Some people bag peaks. We bag lighthouses. The New Dungeness Lighthouse off the coast of Sequim, WA, poses a unique challenge.
The light station sits in the Strait of Juan de Fuca at the end of the Dungeness Spit – the longest sand spit in the United States. Lighthouse visitors must make the 10-mile round-trip trek at low tide or get swamped in a jagged thread of tumbled rocks and driftwood that crown the spit’s high water mark.
Dungeness Spit Trail (Aug. 25, 2022) – 10.2 miles
We began just after dawn. High tide had been receding for a couple of hours.
The hike was a bit of a serpentine as we sought just the right grit to water content underfoot. But two hours of partly sunny skies and light breeze later we reached the lighthouse threshold.
The light station has helped guide ships through the strait since 1857. It was automated decades ago, but members of the New Dungeness Light Station Association volunteer for a week at a time to live on the property and keep an eye on things.
We were greeted by three young sisters: One wielded the guest book and official stamp. Another provided a bit of history. The third greeted visitors at the top of the tower. Their parents hovered nearby. What a great family adventure!
We felt welcome but didn’t tarry. High tide at the Dungeness Spit waits for no one. After a bite of lunch on a bench we made our way back across the spit ahead of the tide. There’s nothing like hiking with a deadline to keep you moving.
We spent much of August 2022 exploring the Pacific Northwest, including a week on the Olympic Peninsula in Washington.

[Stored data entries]
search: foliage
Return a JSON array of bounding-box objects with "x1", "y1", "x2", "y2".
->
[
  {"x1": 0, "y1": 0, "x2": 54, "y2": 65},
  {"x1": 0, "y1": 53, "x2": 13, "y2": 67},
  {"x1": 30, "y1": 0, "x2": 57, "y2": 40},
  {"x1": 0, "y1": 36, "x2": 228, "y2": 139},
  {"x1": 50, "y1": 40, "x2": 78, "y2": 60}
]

• _Tasks_
1. Rewrite the lighthouse hike text from "We were greeted" to "keep you moving.", putting "siblings" in place of "sisters".
2. Answer these questions about the lighthouse hike text:
(a) Since what year has the light station helped guide ships through the strait?
(b) What distance does the trail heading give for the Dungeness Spit Trail hike?
(c) How long did the hike take before the lighthouse threshold was reached?

• _Task-by-task results_
1.
We were greeted by three young siblings: One wielded the guest book and official stamp. Another provided a bit of history. The third greeted visitors at the top of the tower. Their parents hovered nearby. What a great family adventure!
We felt welcome but didn’t tarry. High tide at the Dungeness Spit waits for no one. After a bite of lunch on a bench we made our way back across the spit ahead of the tide. There’s nothing like hiking with a deadline to keep you moving.

2.
(a) 1857
(b) 10.2 miles
(c) Two hours